Goal
Reproduce the material word for word, starting at its first line and ending with the line that contains "x=489, y=267", and leave the pictures out of your copy.

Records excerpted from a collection
+ + + +

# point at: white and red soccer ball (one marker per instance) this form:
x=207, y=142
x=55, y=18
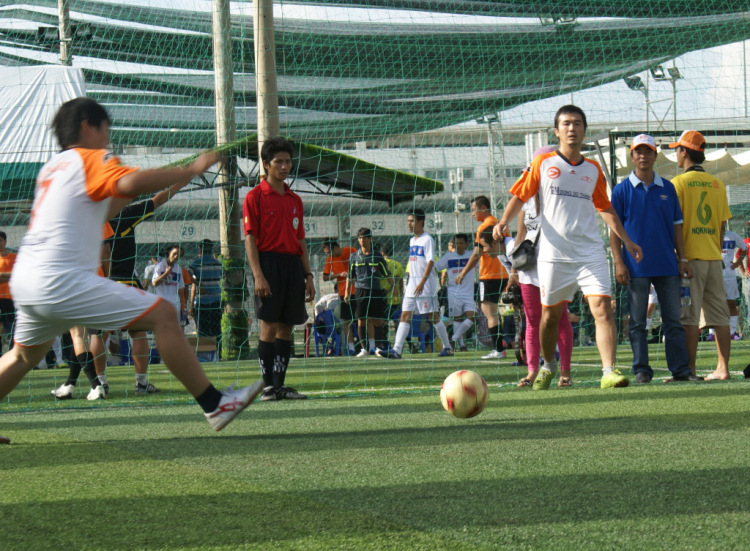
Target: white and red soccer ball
x=464, y=394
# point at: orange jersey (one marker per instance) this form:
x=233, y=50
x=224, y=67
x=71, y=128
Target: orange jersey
x=340, y=264
x=6, y=265
x=489, y=267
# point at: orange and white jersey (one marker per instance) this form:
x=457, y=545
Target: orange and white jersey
x=71, y=203
x=569, y=197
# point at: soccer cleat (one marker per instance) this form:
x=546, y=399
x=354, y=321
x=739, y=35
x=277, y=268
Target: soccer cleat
x=148, y=388
x=615, y=380
x=65, y=392
x=543, y=380
x=288, y=393
x=96, y=394
x=233, y=401
x=269, y=395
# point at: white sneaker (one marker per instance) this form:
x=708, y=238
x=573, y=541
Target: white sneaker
x=65, y=392
x=233, y=401
x=96, y=393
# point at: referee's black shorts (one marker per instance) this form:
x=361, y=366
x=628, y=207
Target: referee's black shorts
x=286, y=278
x=369, y=303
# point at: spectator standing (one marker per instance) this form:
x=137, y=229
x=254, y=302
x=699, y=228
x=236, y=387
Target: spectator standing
x=648, y=207
x=703, y=200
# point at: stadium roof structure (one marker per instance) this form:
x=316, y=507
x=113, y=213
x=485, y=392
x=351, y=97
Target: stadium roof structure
x=328, y=172
x=358, y=69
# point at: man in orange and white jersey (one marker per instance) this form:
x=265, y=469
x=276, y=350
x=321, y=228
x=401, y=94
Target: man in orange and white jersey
x=571, y=189
x=54, y=282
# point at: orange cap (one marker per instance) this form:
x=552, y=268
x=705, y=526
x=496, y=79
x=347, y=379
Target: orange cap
x=692, y=139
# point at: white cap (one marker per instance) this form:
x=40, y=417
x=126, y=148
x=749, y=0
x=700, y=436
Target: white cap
x=643, y=139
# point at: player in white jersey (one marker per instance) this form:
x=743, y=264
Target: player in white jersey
x=55, y=283
x=461, y=305
x=571, y=189
x=421, y=291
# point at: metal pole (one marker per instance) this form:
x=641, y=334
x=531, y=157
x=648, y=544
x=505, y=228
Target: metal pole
x=265, y=73
x=66, y=37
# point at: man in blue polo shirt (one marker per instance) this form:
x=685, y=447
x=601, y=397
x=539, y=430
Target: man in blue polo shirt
x=650, y=211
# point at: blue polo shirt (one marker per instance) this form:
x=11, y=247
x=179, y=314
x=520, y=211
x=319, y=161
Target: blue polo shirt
x=649, y=214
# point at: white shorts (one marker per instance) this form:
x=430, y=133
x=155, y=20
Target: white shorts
x=420, y=305
x=559, y=281
x=733, y=291
x=94, y=302
x=458, y=305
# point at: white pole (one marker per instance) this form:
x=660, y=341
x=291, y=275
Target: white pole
x=66, y=38
x=265, y=73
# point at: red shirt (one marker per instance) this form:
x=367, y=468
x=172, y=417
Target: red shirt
x=275, y=220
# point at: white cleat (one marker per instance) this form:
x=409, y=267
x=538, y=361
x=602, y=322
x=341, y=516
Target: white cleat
x=65, y=392
x=233, y=401
x=97, y=393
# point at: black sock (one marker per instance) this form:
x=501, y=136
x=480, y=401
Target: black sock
x=74, y=371
x=209, y=400
x=266, y=358
x=87, y=361
x=283, y=351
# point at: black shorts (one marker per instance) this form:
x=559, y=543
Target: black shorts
x=286, y=278
x=491, y=289
x=345, y=309
x=369, y=303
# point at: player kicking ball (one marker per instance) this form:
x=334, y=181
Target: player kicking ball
x=571, y=255
x=421, y=291
x=55, y=283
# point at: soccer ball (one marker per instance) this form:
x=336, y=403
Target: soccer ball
x=464, y=394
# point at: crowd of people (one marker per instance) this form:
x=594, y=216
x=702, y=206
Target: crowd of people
x=669, y=243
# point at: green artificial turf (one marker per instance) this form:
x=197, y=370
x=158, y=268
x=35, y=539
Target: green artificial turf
x=649, y=467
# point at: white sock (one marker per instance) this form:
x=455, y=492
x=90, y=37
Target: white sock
x=550, y=366
x=462, y=329
x=401, y=334
x=442, y=332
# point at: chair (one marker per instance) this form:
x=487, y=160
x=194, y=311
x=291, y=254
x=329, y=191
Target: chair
x=324, y=329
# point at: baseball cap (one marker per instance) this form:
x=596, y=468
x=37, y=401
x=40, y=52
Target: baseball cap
x=692, y=139
x=643, y=139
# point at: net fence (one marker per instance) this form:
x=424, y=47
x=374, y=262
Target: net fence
x=392, y=105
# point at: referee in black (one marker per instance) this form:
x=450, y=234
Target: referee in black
x=277, y=253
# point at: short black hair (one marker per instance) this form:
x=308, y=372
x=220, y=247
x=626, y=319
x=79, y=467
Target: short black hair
x=571, y=110
x=418, y=214
x=697, y=157
x=272, y=146
x=67, y=122
x=481, y=201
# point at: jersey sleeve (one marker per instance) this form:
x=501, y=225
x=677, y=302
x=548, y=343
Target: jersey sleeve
x=599, y=198
x=250, y=214
x=103, y=170
x=528, y=184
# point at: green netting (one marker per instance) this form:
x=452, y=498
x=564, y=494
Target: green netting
x=391, y=105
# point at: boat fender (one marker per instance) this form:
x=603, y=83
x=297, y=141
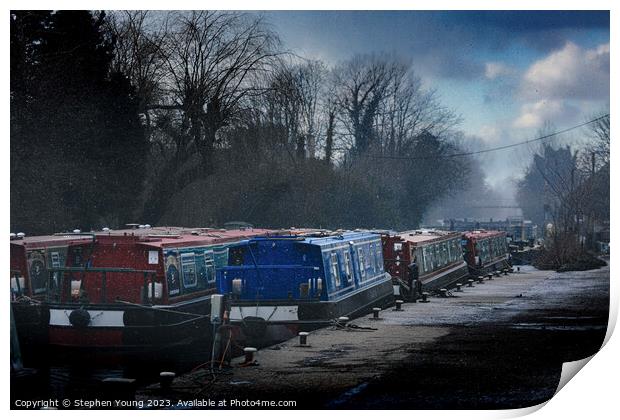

+ + + +

Complete answer
# point at: white and red soccer ball (one marker per instance) this form:
x=207, y=142
x=55, y=18
Target: white and red soccer ball
x=464, y=394
# point at: orange jersey (one marker per instance) this form:
x=233, y=50
x=224, y=67
x=71, y=128
Target: orange jersey
x=340, y=264
x=6, y=265
x=489, y=267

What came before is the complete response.